PASSAGE TO READ:
--

Attlee's government was also responsible for the
nationalisation of utilities such as
coal mining, the
steel industry, and the creation of
British Railways. There were a variety of other reforms, including such things as the creation of a system of
National Parks.
Nevertheless, the most significant problem to be faced was that of the economy. Britain was practically bankrupt. During the period of transition to a peacetime economy, while important strategic commitments remained to be fulfilled, the adverse
balance of trade led to a
dollar gap. This was mitigated by an American loan negotiated by
John Maynard Keynes and the (reluctant) devaluation of the pound by
Stafford Cripps. With hindsight, the economic recovery was rapid, but
rationing and coal shortages characterised the immediate postwar years. The government was also involved in a corruption scandal. Despite this, Attlee remained personally popular with the electorate.
Whilst Attlee remained popular with the electorate, however, his relations with the Royal Family were more strained. A letter from
Queen Elizabeth (
George VI's wife, not the current
Elizabeth II), dated May 17th 1947, shows "her decided lack of enthusiasm for the socialist government" and describes the British electorate as "poor people, so many half-educated and bemused" for electing Attlee over war hero Winston Churchill. That said, this was to be expected since, as Lord Wyatt argues, the Queen Mother was "the most right-wing member of the Royal Family." (Andrew Pierce,
What Queen Mother really thought of Attlee's socialist 'heaven on earth', The Times, 13/5/06, p.9 [
3])

--

Excerpt from a dataset:
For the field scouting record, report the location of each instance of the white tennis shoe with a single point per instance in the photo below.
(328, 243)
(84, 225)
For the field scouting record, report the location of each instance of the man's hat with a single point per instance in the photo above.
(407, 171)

--

REQUIRED TASK:
Condense the paragraph of the text on Attlee's government that begins "Nevertheless, the most significant problem" into a short bulleted list that keeps its main facts.

PROBLEM SOLUTION:
- The economy was the government's most significant problem, and Britain was practically bankrupt.
- During the transition to a peacetime economy, with strategic commitments still to fulfill, the adverse balance of trade led to a dollar gap.
- An American loan negotiated by John Maynard Keynes and Stafford Cripps's reluctant devaluation of the pound eased the dollar gap.
- In hindsight the recovery was rapid, but rationing and coal shortages marked the immediate postwar years.
- The government was also involved in a corruption scandal.
- Attlee still remained personally popular with the electorate.